节选原文 →
Spark实战(4) DataFrame基础之数据筛选
程序员文章站
2022-06-13 22:05:47
...
filter写法一
from pyspark.sql import SparkSession
spark = SparkSession.builder.appName('ops').getOrCreate()
df = spark.read.csv('appe_stock.csv',inferSchema = True, header = True)
df.printSchema()
df.show()
# The first way
df.filter("Close < 500").show() # 传入一个条件
df.filter("Close < 500").select('Open').show()
df.filter("Close < 500").select(['Open','Close']).show()
filter写法二
from pyspark.sql import SparkSession
spark = SparkSession.builder.appName('ops').getOrCreate()
df = spark.read.csv('appe_stock.csv',inferSchema = True, header = True)
df.printSchema()
df.show()
# The second way
df.filter(df['Close'] < 500).select('Volume').show()

任务要求 →
1/ 请根据这篇Spark数据筛选文章中的代码及注释,用一至三句话说明"filter写法一"与"filter写法二"在向filter传入条件时的写法有何不同。
2/ 请依据这篇Spark数据筛选文章回答以下问题:
(a) 代码读取的CSV文件名是什么?
(b) 写法一中同时选取并显示的是哪两列?
(c) 写法二筛选之后选取显示的是哪一列?
3/ 请从这篇Spark数据筛选文章的最后一句起接着往下扩写,延伸其内容。

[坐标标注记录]
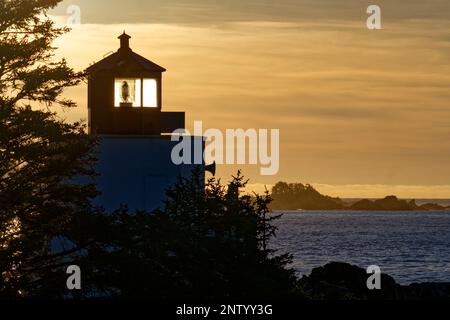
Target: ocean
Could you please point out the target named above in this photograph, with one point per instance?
(410, 246)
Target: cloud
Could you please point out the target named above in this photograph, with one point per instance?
(222, 11)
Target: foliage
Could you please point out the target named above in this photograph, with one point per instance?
(40, 155)
(207, 242)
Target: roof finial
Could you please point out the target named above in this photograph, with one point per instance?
(124, 41)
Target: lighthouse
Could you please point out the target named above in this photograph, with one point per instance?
(125, 111)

逐项解答 →
1/ 写法一把字符串"Close < 500"作为条件传入filter,代码注释称之为"传入一个条件"。写法二则以列表达式df['Close'] < 500作为条件。两种写法都筛选出Close小于500的行。

2/
(a) appe_stock.csv
(b) Open和Close
(c) Volume

3/
df.filter(df['Close'] < 200 and df['Open'] > 200).show() # wrong
df.filter((df['Close'] < 200) & (df['Open'] > 200)).show() # right
条件符号
# not operation
df.filter((df['Close'] < 200) & ~(df['Open'] > 200)).show() # right
# equal operation
df.filter(df['Low'] == 197.16).show()
获取结果
# if we want to save it, we could use collect()
result = df.filter(df['Low'] == 197.16).collect()
# one row as many format
result[0].asDict()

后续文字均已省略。